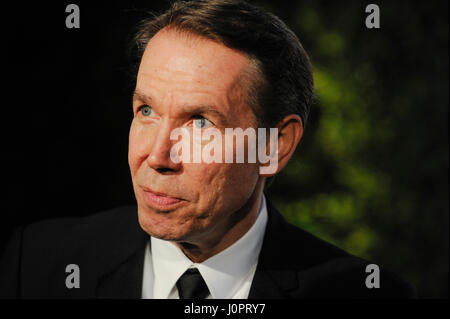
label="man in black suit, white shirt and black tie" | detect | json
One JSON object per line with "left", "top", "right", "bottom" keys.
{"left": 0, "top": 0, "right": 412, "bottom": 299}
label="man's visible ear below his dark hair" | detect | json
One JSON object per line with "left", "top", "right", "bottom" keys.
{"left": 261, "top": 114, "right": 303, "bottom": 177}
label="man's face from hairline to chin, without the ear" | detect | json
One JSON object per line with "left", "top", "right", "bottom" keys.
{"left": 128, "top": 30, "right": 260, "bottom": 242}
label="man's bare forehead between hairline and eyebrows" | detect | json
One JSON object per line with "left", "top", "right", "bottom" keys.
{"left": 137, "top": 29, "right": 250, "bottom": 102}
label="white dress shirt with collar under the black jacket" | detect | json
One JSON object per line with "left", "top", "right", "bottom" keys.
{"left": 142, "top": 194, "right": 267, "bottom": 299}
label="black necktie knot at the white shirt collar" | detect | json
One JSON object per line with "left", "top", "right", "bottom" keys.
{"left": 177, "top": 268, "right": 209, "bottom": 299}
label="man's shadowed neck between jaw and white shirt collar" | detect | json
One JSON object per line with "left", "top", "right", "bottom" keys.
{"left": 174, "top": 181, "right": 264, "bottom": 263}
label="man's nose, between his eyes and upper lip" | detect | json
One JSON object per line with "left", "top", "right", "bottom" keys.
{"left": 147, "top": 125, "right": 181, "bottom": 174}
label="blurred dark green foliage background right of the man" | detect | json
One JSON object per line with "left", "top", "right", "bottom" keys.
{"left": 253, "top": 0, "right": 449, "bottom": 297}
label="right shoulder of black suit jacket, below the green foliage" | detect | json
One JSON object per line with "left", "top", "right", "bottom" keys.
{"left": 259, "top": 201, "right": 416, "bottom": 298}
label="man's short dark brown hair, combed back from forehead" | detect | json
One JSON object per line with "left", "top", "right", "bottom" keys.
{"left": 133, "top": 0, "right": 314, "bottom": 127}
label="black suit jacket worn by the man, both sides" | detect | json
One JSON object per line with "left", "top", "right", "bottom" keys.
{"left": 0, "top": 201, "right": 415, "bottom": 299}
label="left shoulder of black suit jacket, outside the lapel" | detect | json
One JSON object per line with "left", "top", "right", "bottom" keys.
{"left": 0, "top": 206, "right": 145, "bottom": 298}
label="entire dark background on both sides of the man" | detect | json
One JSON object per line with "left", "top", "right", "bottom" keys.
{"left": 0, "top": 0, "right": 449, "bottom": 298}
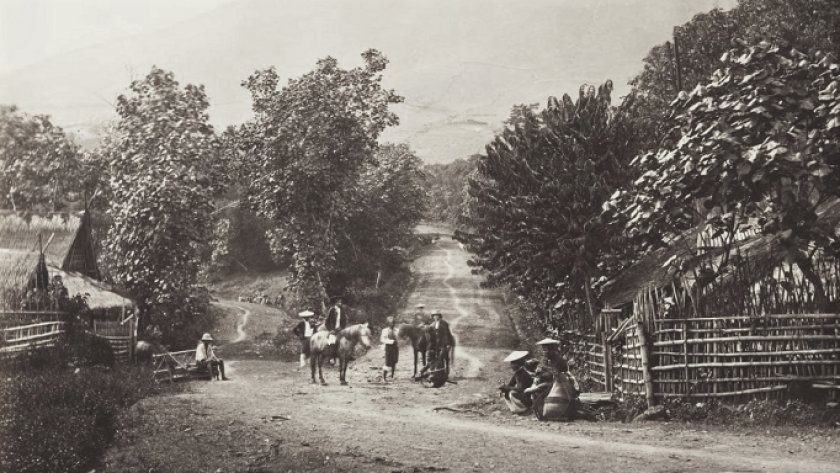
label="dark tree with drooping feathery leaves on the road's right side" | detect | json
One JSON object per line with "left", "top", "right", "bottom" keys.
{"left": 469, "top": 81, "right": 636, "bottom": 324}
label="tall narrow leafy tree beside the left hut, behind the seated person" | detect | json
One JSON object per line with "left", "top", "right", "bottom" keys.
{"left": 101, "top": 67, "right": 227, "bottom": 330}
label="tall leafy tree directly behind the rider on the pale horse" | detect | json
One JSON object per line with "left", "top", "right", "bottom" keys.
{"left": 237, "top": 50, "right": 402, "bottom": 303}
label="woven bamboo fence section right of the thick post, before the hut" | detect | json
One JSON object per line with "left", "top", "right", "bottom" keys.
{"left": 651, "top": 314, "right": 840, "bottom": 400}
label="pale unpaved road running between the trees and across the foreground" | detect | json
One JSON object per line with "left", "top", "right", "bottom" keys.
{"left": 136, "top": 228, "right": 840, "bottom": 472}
☆ ☆ ☆ ☆ ☆ ☆ ☆
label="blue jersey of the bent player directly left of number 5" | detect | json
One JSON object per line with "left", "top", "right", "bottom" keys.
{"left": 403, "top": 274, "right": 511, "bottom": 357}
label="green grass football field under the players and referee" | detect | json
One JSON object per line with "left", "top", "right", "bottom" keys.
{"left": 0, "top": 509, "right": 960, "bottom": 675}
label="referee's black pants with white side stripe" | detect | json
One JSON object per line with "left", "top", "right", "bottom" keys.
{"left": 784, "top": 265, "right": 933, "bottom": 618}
☆ ☆ ☆ ☆ ☆ ☆ ☆
- **WORK TO COMPLETE**: In the listing above, locate the line containing "bare forehead between" and the line containing "dress shirt with". Extract those two lines and every line between them, exactly as written, and only those.

- **OUTPUT FOR THIS TASK**:
label="man's bare forehead between hairline and eyebrows" | detect | json
One JSON object per line with "left", "top", "right", "bottom" keys.
{"left": 137, "top": 29, "right": 250, "bottom": 102}
label="white dress shirt with collar under the black jacket" | detect | json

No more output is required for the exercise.